Александр Архангельский:
Все согласны? Вы тоже так думаете?

Реплика:
Я рационально мыслю. Почему мне хотелось бы, чтобы осталось название «Киров»? Потому что, на мой взгляд, переименование стоит огромных денег. У нас есть большая стела, на которой написано «Киров». Чтобы поменять ее, нужны миллионы рублей.

Реплика:
Цена вопроса – 20 миллионов рублей.

Реплика:
Я думаю, что от того, что поменяем Киров на Вятку, нам легче не станет.

Реплика:
Кроме того, есть большая опасность, связанная с российской действительностью. Развалить все смогут, а восстановить нет. На въезде в город есть сооружения, и на них большими буквами написано «Покер». На всех дорогах. Разрушить это смогут. А восстановить – это вопрос.

Александр Архангельский:
А как вы относитесь к переименованию Волгограда в Сталинград?

Реплика:
Более отрицательно, если откровенно.

Реплика:
Чем это актуально? Нам Киров в Вятку переименовать. В чем необходимость? В каждом городе есть улица Ленина.

Реплика:
Не в каждом. У нас нет.

Реплика:
У нас переименовываются улицы. Если убрать названия всех, кто убил людей, то как можно назвать Екатеринодар? Екатерина не убивала людей?

Реплика:
Петр Первый. Если объективно посмотреть, то при нем население сократилось, как минимум, на четверть. При каких расценках Сталин играл в игрушки?

Александр Архангельский:
Сталин не играл в игрушки.

Реплика:
Я согласен с тем, что сейчас люди мало задумываются. Я не помню ни одного примера, чтобы люди задумались над тем, почему улицы названы именем того или иного человека. У нас в Казани есть много улиц, названных именами татарских деятелей, я понятия не имею, кто они. Но мне кажется, может произойти обратный процесс. Если мы станем переименовывать Киров в Вятку, тогда на всю Россию поднимется вопрос, почему мы это делаем. И тут мы поймем, почему мы это делаем. А потому что Киров был убийцей. И тут это станет своеобразной эмоциональной встряской для людей.

Александр Архангельский:
А какой город назван в честь Петра?

Реплика: Санкт-Петербург.

Александр Архангельский:
Он назван в честь святого Петра.

* * * * * * *

*Короткое задание A*:
Ответьте по тексту о переименовании Кирова на вопросы:
(i) Какую цену вопроса называет один из участников?
(ii) В каком городе, по словам одного из участников, много улиц названо именами татарских деятелей?
(iii) В честь кого, по словам Александра Архангельского, назван Санкт-Петербург?
*Короткое задание B*:
Пожалуйста, подхватите текст о переименовании Кирова и продолжите его с того места, на котором он заканчивается.

*Предоставленный материал*:
* * * * * * *

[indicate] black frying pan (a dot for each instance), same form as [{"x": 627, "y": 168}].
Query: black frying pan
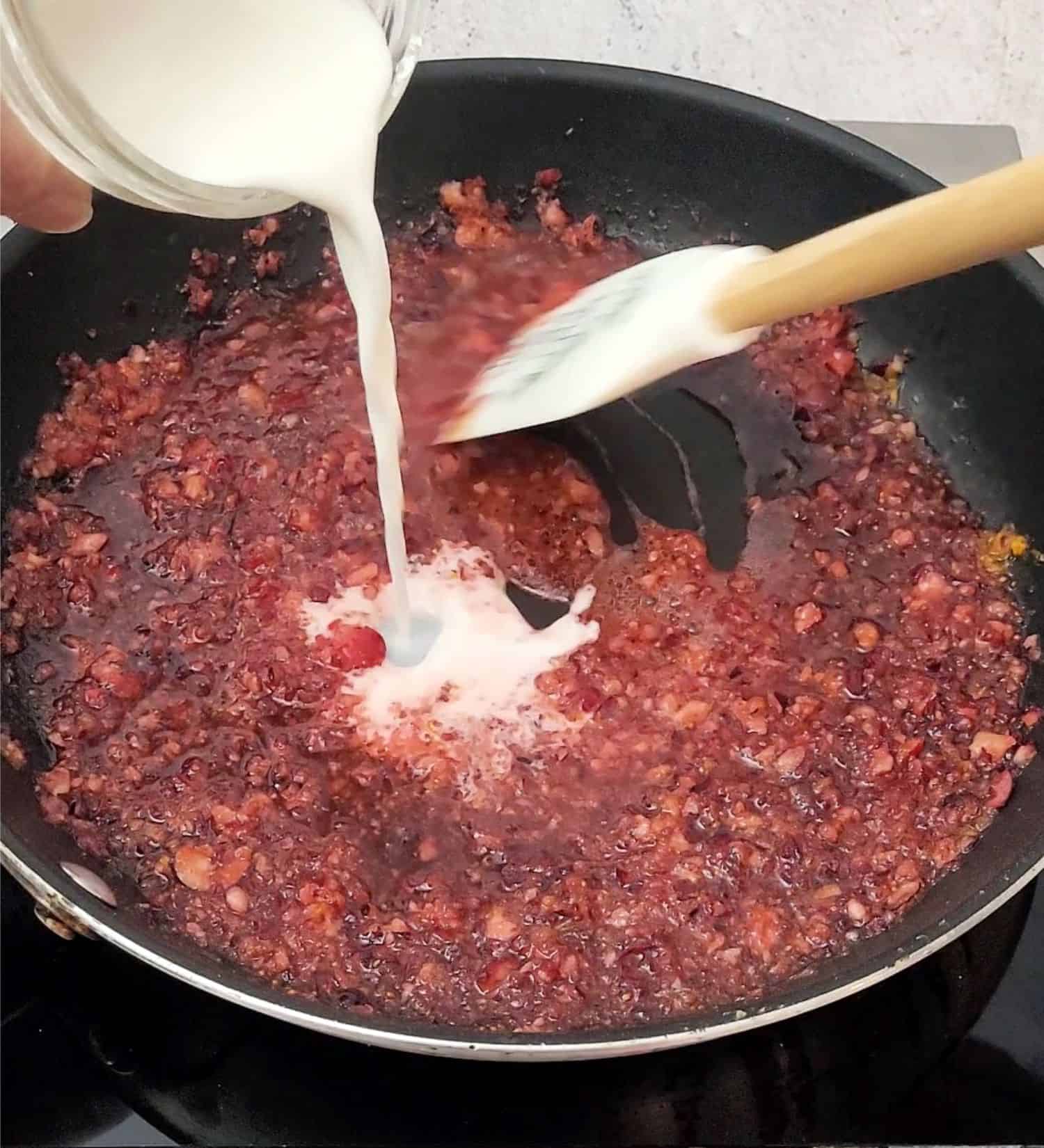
[{"x": 669, "y": 162}]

* * * * * * *

*Ответ A*:
(i) 20 миллионов рублей.
(ii) В Казани.
(iii) В честь святого Петра.

*Ответ B*:
Реплика:
А Петрозаводск? А Петродворец? Я хочу сказать, что, по-моему, положительное явление. Мне бы, в свою очередь, хотелось бы Казанью заняться. Мне кажется, там могут выскочить темные пятна. Не в отношении имени города. Прошу прощения. А в отношении улиц.

Александр Архангельский:
Если говорить обо мне, я бы начал с другого. Во-первых, таких уж откровенных убийц я бы все-таки переименовал. Бывают злодеи злодейские. Причем, некоторые из них иногда даже. Человек в истории – существо сложное. Он может наломать дров, а потом сделать некоторое количество добрых дел. Кроме того, он может быть интересной фигурой. Но для такого подхода есть музеи. Человек может заслуживать музея и совершенно не заслуживать улицы. Улица, площадь, город – это знак признания. Это знак благодарности. Это наш смысловой жест, который поддерживает эту историческую фигуру, сакрализаует ее. Это гражданская, светская сакрализация происходит. Музей – дело особое. Музей Кирова не просто возможен, а, скорее всего, такой музей должен быть. Потому что Киров – одна из важных фигур ХХ столетия. Музей Хрущева – да. Я готов обеими руками голосовать за музей Никиты Сергеевича, который сыграл в истории ХХ века неоднозначную роль. Но Никита Сергеевич подписывал бумаги на массовые расстрелы. Никаких улиц Хрущева, никаких памятников Хрущеву быть не должно. С моей точки зрения. Вы понимаете разницу?

Реплика:
И дома не называть хрущевками.

Александр Архангельский:
Хрущвка – это обидно.

Реплика:
У нас еще есть сталинки.

Александр Архангельский:
Да. Но это никак не связано с сакрализацией имени. Есть общественно признание, за что мы несем ответственность. Дальше вопрос. Все остальные пускай себе стоят. Надо начать другую работу. Мы живем в городах, где вехи памяти. Идет обычный человек по улице. Он все фиксирует, и не думает про это. Но у него где-то зацепочки остаются. Он знает, в этом доме жил Герой Советского Союза маршал Баграмян. Здесь жил Герой социалистического труда Иван Иванович Пупкин. Здесь жил создатель атомной бомбы. Тут кто-то еще. Из какого дома увели человека на расстрел. Мы про это не знаем. В этом доме жил с такого-то по такой. А после такого что с ним стало? Я бы начал с табличек, расставляющих иные акценты памяти. Второе. Мы знаем про то, где жили революционеры, герои гражданской войны, рубившие саблей. Мы не знаем деятелей русского либерального движения, которые жили по всей стране. И места памяти их не выявлены, не обозначены никак. Город Ульяновск. Это город кого? Ленина и буквы Ю? или все-таки Карамзина? Казань. Это, кроме всего прочего, город Державина. Мы сейчас не про либералов, а в целом говорим про деятелей русской истории. Мы эту память почти не фиксируем. У нас создается образ, что в России жили герои, военные, академики.

Реплика:
И писатели.

Александр Архангельский:
Памятники писателям мы ставим, а табличек нет.

Реплика:
Таблички тоже есть.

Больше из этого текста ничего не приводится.